Phyllis Fife (born 1948) is a Muscogee Creek painter and educator from Oklahoma.

Personal life and education
Fife was born near Dustin, Oklahoma to James Fife and Carmen Griffin Fife. She belongs to the Raccoon clan and Tukvpvtce Tribal Town. She was first educated in a rural school before enrolling in the Institute of American Indian Arts in Santa Fe from 1963 until 1966. She studied under Howard Warshaw at the University of California, Santa Barbara and transferred to the University of Oklahoma in 1970. At OU, she earned her BFA degree in 1973. She then earned her Master of Education degree at Northeastern State University and her Doctor of Education degree from the University of Arkansas.

Fife has three daughters.

Art career
Fife was a fashion designer and painter, who exhibited in Oklahoma and nationalwide. Along with her sisters Sharon Fife Mouss, Sandy Fife Wilson and Jimmie Carole Fife Stewart, who are also visual artists, she launched the Fife Collection, a fashion design company that incorporated Southeastern Woodland aesthetics and was based in Henryetta, Oklahoma.

Education career
Phyllis Fife has taught at Northeastern Oklahoma State University (NSU) and Southeastern Oklahoma State University. She served as the director of the Center for Tribal Studies at NSU from 2003  to 2014 and coordinated NSU's Symposium of the American Indian for many years in Tahlequah.

Honors
In 2013, Fife was inducted into the Muscogee (Creek) Nation's Muskoke Hall of Fame.

Source data:
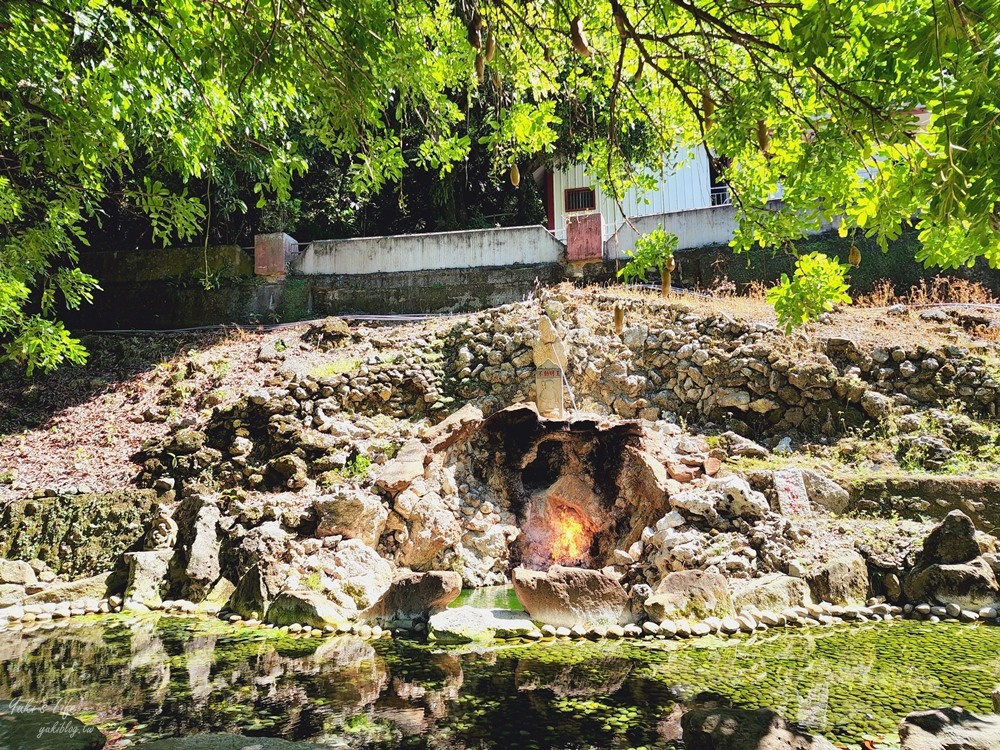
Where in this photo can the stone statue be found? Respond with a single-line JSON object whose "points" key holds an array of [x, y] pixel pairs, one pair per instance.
{"points": [[549, 346], [163, 530]]}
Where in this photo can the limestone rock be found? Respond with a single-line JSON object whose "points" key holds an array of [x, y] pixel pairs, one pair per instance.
{"points": [[147, 576], [305, 607], [690, 593], [773, 591], [455, 427], [949, 729], [876, 405], [415, 596], [95, 587], [790, 487], [970, 585], [17, 572], [842, 579], [250, 598], [265, 546], [351, 513], [483, 558], [951, 541], [724, 728], [570, 596], [198, 565], [360, 572], [738, 500], [474, 625], [289, 471], [825, 492], [431, 529], [408, 464], [162, 532]]}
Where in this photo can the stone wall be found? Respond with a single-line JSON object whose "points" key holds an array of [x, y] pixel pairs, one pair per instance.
{"points": [[669, 363]]}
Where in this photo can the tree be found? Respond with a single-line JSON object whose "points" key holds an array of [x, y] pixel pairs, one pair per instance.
{"points": [[653, 251], [101, 97]]}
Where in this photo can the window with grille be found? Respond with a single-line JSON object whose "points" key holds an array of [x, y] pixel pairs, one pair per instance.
{"points": [[580, 199]]}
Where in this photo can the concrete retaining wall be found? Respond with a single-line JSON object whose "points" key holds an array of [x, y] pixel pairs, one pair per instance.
{"points": [[480, 248]]}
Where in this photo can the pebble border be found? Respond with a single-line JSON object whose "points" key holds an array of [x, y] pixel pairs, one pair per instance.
{"points": [[28, 617]]}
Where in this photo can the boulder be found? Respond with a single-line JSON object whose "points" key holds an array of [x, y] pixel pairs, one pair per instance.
{"points": [[23, 725], [11, 593], [949, 729], [431, 528], [842, 579], [483, 557], [455, 427], [359, 571], [774, 591], [93, 587], [738, 500], [147, 576], [825, 492], [289, 471], [351, 513], [790, 487], [951, 541], [970, 585], [197, 567], [690, 593], [305, 607], [266, 547], [474, 625], [572, 596], [408, 464], [17, 572], [725, 728], [250, 598], [218, 595], [413, 596]]}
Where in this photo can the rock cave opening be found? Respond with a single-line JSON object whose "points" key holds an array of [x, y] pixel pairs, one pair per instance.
{"points": [[561, 482]]}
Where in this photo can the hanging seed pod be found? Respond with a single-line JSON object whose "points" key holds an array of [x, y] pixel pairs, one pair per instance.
{"points": [[620, 25], [475, 37], [707, 106], [578, 37], [763, 137]]}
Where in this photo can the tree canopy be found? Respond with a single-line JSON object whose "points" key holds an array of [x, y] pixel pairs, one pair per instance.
{"points": [[877, 111]]}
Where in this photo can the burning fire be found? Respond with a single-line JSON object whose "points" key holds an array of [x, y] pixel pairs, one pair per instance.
{"points": [[571, 539]]}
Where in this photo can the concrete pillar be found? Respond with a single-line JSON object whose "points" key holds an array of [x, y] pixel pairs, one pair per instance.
{"points": [[585, 237], [272, 253]]}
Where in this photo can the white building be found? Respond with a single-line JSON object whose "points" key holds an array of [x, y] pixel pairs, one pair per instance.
{"points": [[685, 201]]}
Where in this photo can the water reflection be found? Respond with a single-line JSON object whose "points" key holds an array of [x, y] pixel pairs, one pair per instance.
{"points": [[164, 676]]}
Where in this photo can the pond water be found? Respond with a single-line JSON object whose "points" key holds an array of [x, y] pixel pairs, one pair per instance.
{"points": [[160, 676]]}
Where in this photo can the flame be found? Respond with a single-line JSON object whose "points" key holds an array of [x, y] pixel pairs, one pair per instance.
{"points": [[570, 537]]}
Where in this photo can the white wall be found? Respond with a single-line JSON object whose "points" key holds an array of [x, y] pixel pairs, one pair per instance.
{"points": [[424, 252], [682, 188], [714, 225]]}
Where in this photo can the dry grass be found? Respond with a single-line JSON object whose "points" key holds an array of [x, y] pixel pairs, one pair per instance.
{"points": [[938, 291]]}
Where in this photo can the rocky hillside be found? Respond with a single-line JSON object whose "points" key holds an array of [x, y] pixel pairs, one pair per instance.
{"points": [[322, 461]]}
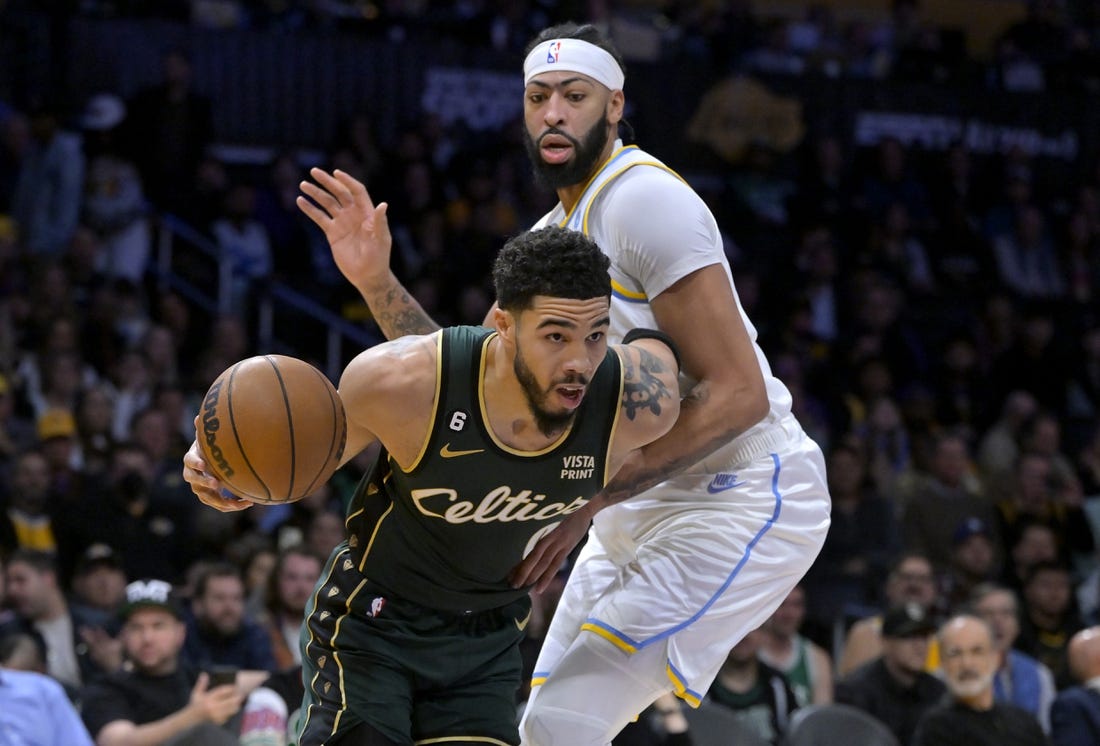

Set of tasks:
1) Using the biography of Phyllis Fife, answer each question briefly:
(a) In what year did she earn her BFA degree?
(b) In which town was the Fife Collection based?
(c) Into which hall of fame was she inducted in 2013?
2) List every line of the rows that contains the word "pillar".

Solutions to each task:
1)
(a) 1973
(b) Henryetta, Oklahoma
(c) The Muscogee (Creek) Nation's Muskoke Hall of Fame

2)
Where in this photo can the concrete pillar be found? Respond with a single-line JSON object whose "points" key holds an array of [x, y] pixel pairs, one pair per instance.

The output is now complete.